MATERIAL PROVIDED -
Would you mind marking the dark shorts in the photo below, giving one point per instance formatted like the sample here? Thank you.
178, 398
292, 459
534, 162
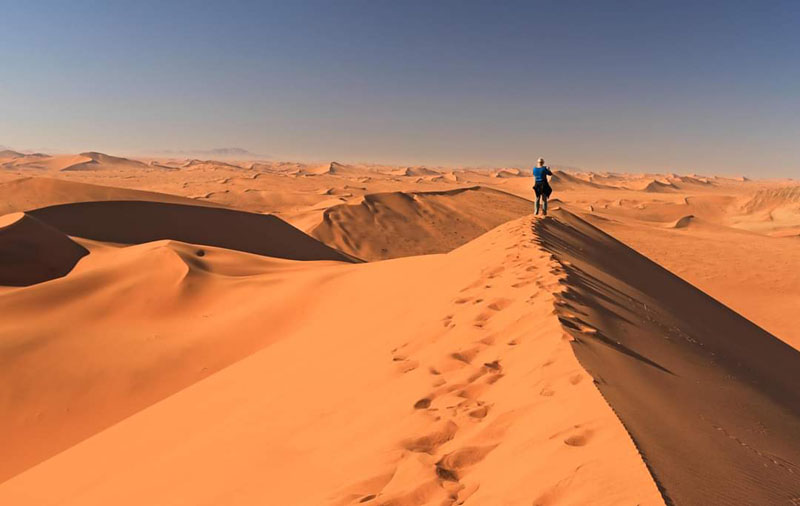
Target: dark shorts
542, 188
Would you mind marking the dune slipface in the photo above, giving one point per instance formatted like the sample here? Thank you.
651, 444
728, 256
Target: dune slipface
30, 193
32, 252
134, 222
711, 400
430, 380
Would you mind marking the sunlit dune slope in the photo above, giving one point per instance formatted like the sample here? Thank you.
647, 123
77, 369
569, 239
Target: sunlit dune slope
428, 380
134, 222
397, 224
711, 400
128, 327
32, 252
34, 192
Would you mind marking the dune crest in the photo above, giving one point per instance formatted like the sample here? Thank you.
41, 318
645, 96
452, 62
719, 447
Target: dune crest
135, 222
391, 225
417, 396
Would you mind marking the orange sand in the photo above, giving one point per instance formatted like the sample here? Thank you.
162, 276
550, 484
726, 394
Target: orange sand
194, 352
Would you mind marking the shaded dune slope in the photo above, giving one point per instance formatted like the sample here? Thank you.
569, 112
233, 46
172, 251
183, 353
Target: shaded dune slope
34, 192
397, 224
32, 252
472, 377
712, 400
135, 222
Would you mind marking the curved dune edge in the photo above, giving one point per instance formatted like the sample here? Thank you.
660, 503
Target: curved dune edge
32, 252
137, 222
400, 224
711, 400
455, 384
30, 193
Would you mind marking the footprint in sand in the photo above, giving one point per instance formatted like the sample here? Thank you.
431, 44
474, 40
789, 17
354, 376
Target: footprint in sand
430, 442
467, 355
499, 304
576, 378
580, 439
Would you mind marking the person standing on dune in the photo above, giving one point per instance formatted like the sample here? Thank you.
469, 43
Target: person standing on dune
540, 185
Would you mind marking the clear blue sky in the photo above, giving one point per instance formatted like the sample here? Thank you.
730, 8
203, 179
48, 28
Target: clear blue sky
709, 86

EXERCISE DIRECTIONS - Make an exact copy of the records shown above, without the pictures.

OUTPUT OF THE TASK -
Would you mind marking the dark shorts in the photo below, giving one point per instance formatted like the sample here? Thank you.
178, 398
292, 459
534, 162
Target: dark shorts
542, 188
Would you mind marking the dune slipface in the photo above, giving one point per instance formatted like the sample here? Thank you.
651, 444
728, 256
Target: dune slipface
30, 193
32, 252
134, 222
711, 400
430, 380
Would you mind marking the sunlit dune slope in the photo above, giving one point per instance formatted like the sample here? Thank you.
647, 123
77, 369
569, 239
Target: sunlit dune slope
428, 380
134, 222
397, 224
711, 400
128, 327
32, 252
34, 192
Would you mind marking the dune crest in the photo above, giving one point per instance formatted like the sample here? Thank you.
41, 318
645, 96
452, 62
719, 447
Target: dune crest
135, 222
391, 225
417, 396
Would you mind marking the orange sand in the photo above, giving one point per instance formatted like the sample here? Thank you.
162, 276
550, 484
726, 394
Target: orange sand
194, 352
Would you mind marking the shaded dune slope in the photo above, giving one point per instance formatted like the sample here? Thank you.
569, 112
233, 46
172, 251
183, 353
Target: shaded dune slope
34, 192
397, 224
32, 252
472, 377
712, 400
135, 222
Would you mind marking the curved dune edge in the photo above, giving one point per instance formatted like the sample here? Thank you.
660, 503
Target: curved dune edge
32, 252
137, 222
400, 224
711, 400
455, 384
30, 193
Would you mind marking the footprint in sand in the photo above, giving one point per instance formatted like the sample here? Thank you.
431, 44
474, 40
789, 17
354, 376
Target: footprint in sand
430, 442
467, 355
499, 304
576, 378
580, 439
Would you mind marking the person standing on dune in the photo above, giving one point per instance formatted like the sample here? Thank you.
469, 43
Target: person standing on dune
540, 185
Would you mind marking the clear blue sky in the photo above, giving one point per instance formatted like the sample here? Thank you.
730, 8
203, 179
48, 28
Target: clear blue sky
709, 86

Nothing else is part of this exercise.